Excerpted records:

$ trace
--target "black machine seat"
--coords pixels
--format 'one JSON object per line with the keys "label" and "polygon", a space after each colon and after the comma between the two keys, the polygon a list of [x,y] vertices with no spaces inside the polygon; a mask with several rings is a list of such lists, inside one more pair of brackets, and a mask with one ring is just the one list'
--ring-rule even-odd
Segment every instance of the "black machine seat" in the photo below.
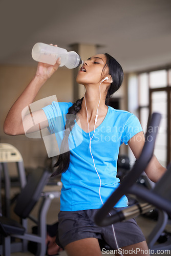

Goal of the exercise: Reproduce every line of the records above verbatim, omitting the pictures.

Exercise output:
$ trace
--target "black machine seat"
--coords pixels
--format 'one JSON object per line with the keys "label" and "polygon", a space after each colon and after the comma between the two keys, the polygon a list of [x,y] vertices with no spaces inside the polygon; a mask with several rings is a list of such lists, inside one more pair of brackets, and a mask with one ring is just the one list'
--ring-rule even-odd
Segment every instance of the "black machine seat" in the photo below.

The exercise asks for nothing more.